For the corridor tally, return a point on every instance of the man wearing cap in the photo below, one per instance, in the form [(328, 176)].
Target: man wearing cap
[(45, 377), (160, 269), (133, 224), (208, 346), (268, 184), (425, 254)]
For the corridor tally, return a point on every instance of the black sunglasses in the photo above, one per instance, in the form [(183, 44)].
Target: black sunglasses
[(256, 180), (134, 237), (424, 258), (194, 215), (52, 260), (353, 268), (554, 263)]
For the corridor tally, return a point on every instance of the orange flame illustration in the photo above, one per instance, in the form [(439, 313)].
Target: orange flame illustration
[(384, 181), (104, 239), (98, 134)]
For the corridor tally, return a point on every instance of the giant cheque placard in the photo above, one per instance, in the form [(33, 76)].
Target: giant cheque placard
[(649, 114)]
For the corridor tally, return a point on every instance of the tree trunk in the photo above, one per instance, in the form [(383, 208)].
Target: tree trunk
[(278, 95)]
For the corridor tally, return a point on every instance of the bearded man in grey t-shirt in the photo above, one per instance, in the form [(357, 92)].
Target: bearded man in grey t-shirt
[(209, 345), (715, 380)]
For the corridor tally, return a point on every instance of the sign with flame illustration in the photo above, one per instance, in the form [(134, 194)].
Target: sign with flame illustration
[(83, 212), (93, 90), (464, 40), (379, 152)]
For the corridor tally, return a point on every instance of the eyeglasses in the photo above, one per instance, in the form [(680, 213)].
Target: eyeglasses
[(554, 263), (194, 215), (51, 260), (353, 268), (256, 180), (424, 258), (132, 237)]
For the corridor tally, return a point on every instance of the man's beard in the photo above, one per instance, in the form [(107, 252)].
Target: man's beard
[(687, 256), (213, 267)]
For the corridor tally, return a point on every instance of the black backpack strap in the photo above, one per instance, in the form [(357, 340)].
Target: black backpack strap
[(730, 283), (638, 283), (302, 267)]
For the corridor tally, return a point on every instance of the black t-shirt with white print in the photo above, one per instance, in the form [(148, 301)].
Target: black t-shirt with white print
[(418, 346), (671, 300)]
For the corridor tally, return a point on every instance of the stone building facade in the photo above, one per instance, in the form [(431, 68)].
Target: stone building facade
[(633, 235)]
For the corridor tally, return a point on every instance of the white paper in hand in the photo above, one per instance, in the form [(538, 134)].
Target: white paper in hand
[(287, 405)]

+ + + + +

• WHAT IS NEEDED: Word for word, restate the entries that appear above.

• YOUR RESPONSE:
For the corridor tally, return a point on every instance of the man wearing cap in the photo below, one per instance, in the form [(328, 176)].
Target: man wearing cap
[(45, 377), (160, 269), (133, 224), (208, 346), (268, 184), (425, 254)]
For the corridor tally, return a point on every instance of the black sunglasses in the photo above, one per instance, in the form [(183, 44)].
Target: black sunglasses
[(256, 180), (134, 237), (424, 258), (194, 215), (52, 260), (353, 268), (554, 263)]
For the corridor tally, return a point on every instance of the orange flame illustration in the photo above, one per instance, in the form [(439, 313)].
Target: orange flame illustration
[(384, 181), (104, 239), (98, 134)]
For the corridor tally, return a point on every instance of the giant cheque placard in the photo above, one per instance, in the form [(33, 76)].
Target: giant cheque placard
[(649, 114)]
For the corridor tally, return a point on every instance of the tree trunk in the photo above, one per instance, in the form [(383, 208)].
Target: tree trunk
[(278, 95)]
For the corridor tally, return a point on every instance of the bearded man in grey t-shirt in the photo above, one per instance, in the form [(357, 92)].
Target: bearded man in grey t-shirt
[(209, 345), (715, 380)]
For the corridor tally, return a point on every instance of the sign with flame illustration in the photo above, one per instance, in the form [(134, 194)].
Target: sign with flame illustration
[(83, 212), (93, 90), (464, 40), (379, 152)]
For the corridor tally, return a point on every instance of the eyeglasses in the photo above, one per instance, in the form [(680, 213)].
Target: eyeglasses
[(554, 263), (194, 215), (51, 260), (353, 268), (256, 180), (424, 258), (132, 237)]
For the corridor tally, return a point on every instance of the man's beard in the photo above, one per instance, in the form [(107, 252)].
Target: man's beard
[(687, 256), (213, 267)]
For the corridor tally, return a point on every instance of the black backpack strap in the photo above, one per instance, in the form [(357, 340)].
Target: black backpack strap
[(730, 283), (638, 283), (302, 267)]
For the corridor tally, return a point on every instance of the black t-shirt with white print in the photo above, one per instance, in the form [(148, 301)].
Target: black t-shirt with white print
[(418, 346), (671, 300)]
For the corridor tally, return a point on every instance of the stone building facade in the photo above, one per instance, in the form [(431, 68)].
Target: stone building facade
[(633, 235)]
For the corridor tally, return a point on every instance of the white paper in hand in the photo above, one per instance, in the form [(538, 134)].
Target: white paper in hand
[(287, 405)]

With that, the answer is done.